Lieu d’accueil de nombreux urbains aisés, notamment franciliens, à l’occasion des confinements, la ruralité est aussi un lieu d’habiter pérenne dont le désir ne se dément pas (Hervieu, Viard, 1980). Et si la proximité métropolitaine est encore beaucoup recherchée, des choix de vie poussent des individus à s’installer plus loin. Ainsi, de nombreux arrière-pays ont vu leur trajectoire bifurquer (Aderghal et al, 2017), les périphéries parfois marginalisées sont devenues des marges recherchées. Pour autant, de nombreux espaces ruraux sont restés en dehors de ce renouveau des campagnes et de cette quête de nouvelles ruralités.

 

L’harmonisation des approches statistiques au niveau européen a conduit en novembre 2020 à un nouveau redécoupage qui, à l'occasion d’un comité interministériel de la ruralité, a validé une nouvelle cartographie faisant bondir la part de ruraux à plus de 30% de la population totale. Ainsi, alors que la mesure de l’attraction urbaine a justifié ces dernières décennies plusieurs évolutions du zonage de l’INSEE, la densité (de population), ici pensée depuis le faible, apparaît et bouscule les représentations d’une France quasi totalement acquise à l’urbanité.

++++++++++

--- Consigne 1 ---
Recopiez fidèlement le passage de l'extrait sur la ruralité qui commence par « Lieu d’accueil de » et se termine par « de nouvelles ruralités. ».

--- Données fournies ---
++++++++++

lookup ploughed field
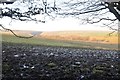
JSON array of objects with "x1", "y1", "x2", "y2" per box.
[{"x1": 2, "y1": 43, "x2": 120, "y2": 80}]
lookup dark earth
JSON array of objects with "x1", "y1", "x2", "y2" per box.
[{"x1": 2, "y1": 43, "x2": 120, "y2": 80}]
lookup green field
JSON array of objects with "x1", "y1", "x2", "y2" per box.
[{"x1": 2, "y1": 34, "x2": 118, "y2": 50}]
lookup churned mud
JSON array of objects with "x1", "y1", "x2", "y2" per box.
[{"x1": 2, "y1": 43, "x2": 120, "y2": 80}]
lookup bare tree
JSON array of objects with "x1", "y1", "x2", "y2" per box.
[
  {"x1": 58, "y1": 0, "x2": 120, "y2": 35},
  {"x1": 0, "y1": 0, "x2": 120, "y2": 38}
]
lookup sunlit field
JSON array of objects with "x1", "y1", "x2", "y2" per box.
[{"x1": 2, "y1": 31, "x2": 120, "y2": 80}]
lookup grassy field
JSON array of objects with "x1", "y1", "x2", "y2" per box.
[{"x1": 2, "y1": 31, "x2": 118, "y2": 50}]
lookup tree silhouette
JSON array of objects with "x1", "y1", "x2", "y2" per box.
[{"x1": 0, "y1": 0, "x2": 120, "y2": 38}]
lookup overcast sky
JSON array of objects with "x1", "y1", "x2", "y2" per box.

++++++++++

--- Consigne 2 ---
Reproduisez mot pour mot les lignes de la liste, en commençant par celle qui contient « lookup churned mud » et en terminant à la fin de la liste, ces deux limites comprises.

--- Résultat 1 ---
Lieu d’accueil de nombreux urbains aisés, notamment franciliens, à l’occasion des confinements, la ruralité est aussi un lieu d’habiter pérenne dont le désir ne se dément pas (Hervieu, Viard, 1980). Et si la proximité métropolitaine est encore beaucoup recherchée, des choix de vie poussent des individus à s’installer plus loin. Ainsi, de nombreux arrière-pays ont vu leur trajectoire bifurquer (Aderghal et al, 2017), les périphéries parfois marginalisées sont devenues des marges recherchées. Pour autant, de nombreux espaces ruraux sont restés en dehors de ce renouveau des campagnes et de cette quête de nouvelles ruralités.

--- Résultat 2 ---
lookup churned mud
JSON array of objects with "x1", "y1", "x2", "y2" per box.
[{"x1": 2, "y1": 43, "x2": 120, "y2": 80}]
lookup bare tree
JSON array of objects with "x1", "y1", "x2", "y2" per box.
[
  {"x1": 58, "y1": 0, "x2": 120, "y2": 35},
  {"x1": 0, "y1": 0, "x2": 120, "y2": 38}
]
lookup sunlit field
JSON array of objects with "x1", "y1", "x2", "y2" per box.
[{"x1": 2, "y1": 31, "x2": 120, "y2": 80}]
lookup grassy field
JSON array of objects with "x1", "y1", "x2", "y2" per box.
[{"x1": 2, "y1": 31, "x2": 118, "y2": 50}]
lookup tree silhouette
JSON array of objects with "x1", "y1", "x2", "y2" per box.
[{"x1": 0, "y1": 0, "x2": 120, "y2": 38}]
lookup overcast sky
JSON array of objects with "x1", "y1", "x2", "y2" per box.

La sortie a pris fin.